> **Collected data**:
════════

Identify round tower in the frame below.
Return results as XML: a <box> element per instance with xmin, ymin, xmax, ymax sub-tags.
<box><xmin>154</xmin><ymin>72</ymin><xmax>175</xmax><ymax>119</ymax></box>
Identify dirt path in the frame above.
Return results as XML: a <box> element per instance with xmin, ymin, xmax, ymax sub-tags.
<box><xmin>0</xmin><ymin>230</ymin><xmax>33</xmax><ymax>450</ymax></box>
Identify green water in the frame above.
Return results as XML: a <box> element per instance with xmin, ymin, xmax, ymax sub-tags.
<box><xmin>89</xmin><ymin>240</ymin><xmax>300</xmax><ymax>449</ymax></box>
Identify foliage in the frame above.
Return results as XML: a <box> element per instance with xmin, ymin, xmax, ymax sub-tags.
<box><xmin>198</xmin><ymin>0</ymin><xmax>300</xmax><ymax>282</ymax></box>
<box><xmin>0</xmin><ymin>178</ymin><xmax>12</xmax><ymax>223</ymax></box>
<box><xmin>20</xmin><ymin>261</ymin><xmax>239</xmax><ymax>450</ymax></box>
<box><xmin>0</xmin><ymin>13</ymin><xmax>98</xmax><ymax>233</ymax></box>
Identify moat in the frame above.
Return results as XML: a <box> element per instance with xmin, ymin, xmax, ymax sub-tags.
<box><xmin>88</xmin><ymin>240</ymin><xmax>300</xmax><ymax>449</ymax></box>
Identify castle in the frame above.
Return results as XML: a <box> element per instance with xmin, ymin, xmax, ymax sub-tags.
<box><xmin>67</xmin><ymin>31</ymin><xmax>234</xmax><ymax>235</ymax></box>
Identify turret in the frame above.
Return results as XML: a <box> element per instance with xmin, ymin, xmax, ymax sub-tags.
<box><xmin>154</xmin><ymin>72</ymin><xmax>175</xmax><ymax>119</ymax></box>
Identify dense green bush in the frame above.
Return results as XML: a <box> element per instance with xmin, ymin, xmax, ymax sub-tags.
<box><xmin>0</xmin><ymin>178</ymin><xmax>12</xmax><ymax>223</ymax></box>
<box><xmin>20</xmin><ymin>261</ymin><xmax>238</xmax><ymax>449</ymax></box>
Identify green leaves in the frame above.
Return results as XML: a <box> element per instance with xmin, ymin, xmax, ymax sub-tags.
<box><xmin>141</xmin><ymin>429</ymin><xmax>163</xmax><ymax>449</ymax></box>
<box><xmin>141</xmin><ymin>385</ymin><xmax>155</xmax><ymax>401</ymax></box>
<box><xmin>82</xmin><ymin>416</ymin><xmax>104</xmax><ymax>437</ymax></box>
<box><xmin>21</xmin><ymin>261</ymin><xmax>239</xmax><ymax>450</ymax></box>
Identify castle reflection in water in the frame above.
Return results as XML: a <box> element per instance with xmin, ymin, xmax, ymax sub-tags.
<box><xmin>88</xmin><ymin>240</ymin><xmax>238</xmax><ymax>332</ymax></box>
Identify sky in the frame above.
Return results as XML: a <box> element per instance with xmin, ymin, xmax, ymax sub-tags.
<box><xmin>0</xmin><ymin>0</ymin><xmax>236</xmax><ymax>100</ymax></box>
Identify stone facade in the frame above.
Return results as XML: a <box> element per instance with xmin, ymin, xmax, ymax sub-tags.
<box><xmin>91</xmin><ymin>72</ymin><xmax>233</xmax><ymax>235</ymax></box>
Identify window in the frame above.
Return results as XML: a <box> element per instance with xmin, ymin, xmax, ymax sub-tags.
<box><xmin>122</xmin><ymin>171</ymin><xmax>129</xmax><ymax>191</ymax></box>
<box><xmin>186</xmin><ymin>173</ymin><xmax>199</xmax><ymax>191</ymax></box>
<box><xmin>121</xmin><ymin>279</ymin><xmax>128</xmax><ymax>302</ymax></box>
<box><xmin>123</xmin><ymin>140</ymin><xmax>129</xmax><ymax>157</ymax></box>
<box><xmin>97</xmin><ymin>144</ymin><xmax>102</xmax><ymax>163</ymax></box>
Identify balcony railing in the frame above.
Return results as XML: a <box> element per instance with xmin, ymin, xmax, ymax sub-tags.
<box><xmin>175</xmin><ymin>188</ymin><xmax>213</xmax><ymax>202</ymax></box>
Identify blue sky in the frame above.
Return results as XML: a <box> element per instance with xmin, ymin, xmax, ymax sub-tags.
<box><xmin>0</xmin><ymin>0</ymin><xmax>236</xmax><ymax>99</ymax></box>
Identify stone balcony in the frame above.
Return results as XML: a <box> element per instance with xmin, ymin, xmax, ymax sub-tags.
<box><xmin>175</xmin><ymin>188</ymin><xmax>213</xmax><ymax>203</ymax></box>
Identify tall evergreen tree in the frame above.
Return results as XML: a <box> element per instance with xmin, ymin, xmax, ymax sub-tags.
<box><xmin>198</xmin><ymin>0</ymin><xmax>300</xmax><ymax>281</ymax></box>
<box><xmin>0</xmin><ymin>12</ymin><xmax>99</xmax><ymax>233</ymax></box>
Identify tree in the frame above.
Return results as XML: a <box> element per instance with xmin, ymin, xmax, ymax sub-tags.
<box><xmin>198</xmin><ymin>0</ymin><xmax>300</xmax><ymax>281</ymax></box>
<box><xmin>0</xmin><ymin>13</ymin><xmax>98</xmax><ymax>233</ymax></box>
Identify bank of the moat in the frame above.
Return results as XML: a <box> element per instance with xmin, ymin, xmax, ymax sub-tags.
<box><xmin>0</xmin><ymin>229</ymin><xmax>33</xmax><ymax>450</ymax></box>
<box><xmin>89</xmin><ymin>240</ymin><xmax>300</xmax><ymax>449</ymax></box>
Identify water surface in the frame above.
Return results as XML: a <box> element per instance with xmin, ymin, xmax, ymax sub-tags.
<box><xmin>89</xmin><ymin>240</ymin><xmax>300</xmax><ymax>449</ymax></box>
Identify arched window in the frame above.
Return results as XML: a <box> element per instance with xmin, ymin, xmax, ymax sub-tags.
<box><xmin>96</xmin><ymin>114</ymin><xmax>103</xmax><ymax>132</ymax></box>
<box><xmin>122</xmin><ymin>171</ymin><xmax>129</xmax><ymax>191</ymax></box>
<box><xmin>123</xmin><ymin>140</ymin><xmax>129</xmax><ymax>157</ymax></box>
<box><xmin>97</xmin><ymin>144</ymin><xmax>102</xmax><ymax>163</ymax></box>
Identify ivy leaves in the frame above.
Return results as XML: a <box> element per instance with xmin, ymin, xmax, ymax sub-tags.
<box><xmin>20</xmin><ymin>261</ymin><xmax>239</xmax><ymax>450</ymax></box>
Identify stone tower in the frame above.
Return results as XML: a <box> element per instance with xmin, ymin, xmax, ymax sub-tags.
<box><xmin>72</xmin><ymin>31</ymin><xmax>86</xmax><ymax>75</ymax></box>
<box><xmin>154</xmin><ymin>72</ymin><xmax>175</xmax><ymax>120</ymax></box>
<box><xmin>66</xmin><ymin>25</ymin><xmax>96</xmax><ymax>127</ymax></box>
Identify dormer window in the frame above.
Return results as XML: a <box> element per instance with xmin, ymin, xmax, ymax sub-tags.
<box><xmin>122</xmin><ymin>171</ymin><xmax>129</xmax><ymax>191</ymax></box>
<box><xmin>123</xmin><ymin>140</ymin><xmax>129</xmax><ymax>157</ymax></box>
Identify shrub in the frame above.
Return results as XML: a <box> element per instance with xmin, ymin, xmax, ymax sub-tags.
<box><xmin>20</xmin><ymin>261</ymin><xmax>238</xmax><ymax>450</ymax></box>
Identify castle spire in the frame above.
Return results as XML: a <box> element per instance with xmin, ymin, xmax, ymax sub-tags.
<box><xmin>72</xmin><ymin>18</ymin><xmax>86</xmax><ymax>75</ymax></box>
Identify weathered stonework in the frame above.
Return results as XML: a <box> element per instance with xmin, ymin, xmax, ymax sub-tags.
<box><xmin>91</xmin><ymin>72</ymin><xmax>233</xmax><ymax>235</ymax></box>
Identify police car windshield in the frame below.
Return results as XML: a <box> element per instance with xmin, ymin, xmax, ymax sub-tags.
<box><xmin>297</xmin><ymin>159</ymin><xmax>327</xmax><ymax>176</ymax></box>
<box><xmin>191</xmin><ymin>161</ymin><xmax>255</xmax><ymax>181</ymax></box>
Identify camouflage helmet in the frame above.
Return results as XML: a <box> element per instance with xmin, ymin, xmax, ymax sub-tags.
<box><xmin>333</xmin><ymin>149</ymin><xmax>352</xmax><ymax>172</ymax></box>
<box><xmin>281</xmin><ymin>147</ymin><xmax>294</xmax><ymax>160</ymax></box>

════════

Extract, exactly, the lines above that begin at the line containing "Identify castle spire in the frame above." and end at the final line of the records; add no other text.

Identify castle spire in the frame above.
Return results as XML: a <box> element per instance with xmin, ymin, xmax, ymax sub-tags.
<box><xmin>72</xmin><ymin>18</ymin><xmax>86</xmax><ymax>75</ymax></box>
Identify weathered stonework in the frame above.
Return results as XML: a <box> element per instance with xmin, ymin, xmax, ymax sub-tags.
<box><xmin>91</xmin><ymin>72</ymin><xmax>233</xmax><ymax>235</ymax></box>
Identify police car windshield in the frame below.
Return results as XML: a <box> element per instance with xmin, ymin, xmax, ymax sub-tags.
<box><xmin>297</xmin><ymin>159</ymin><xmax>327</xmax><ymax>176</ymax></box>
<box><xmin>191</xmin><ymin>161</ymin><xmax>255</xmax><ymax>181</ymax></box>
Identify camouflage helmet in the frame above.
Return results as XML: a <box> element per instance with xmin, ymin, xmax, ymax sub-tags.
<box><xmin>333</xmin><ymin>149</ymin><xmax>352</xmax><ymax>172</ymax></box>
<box><xmin>281</xmin><ymin>147</ymin><xmax>294</xmax><ymax>160</ymax></box>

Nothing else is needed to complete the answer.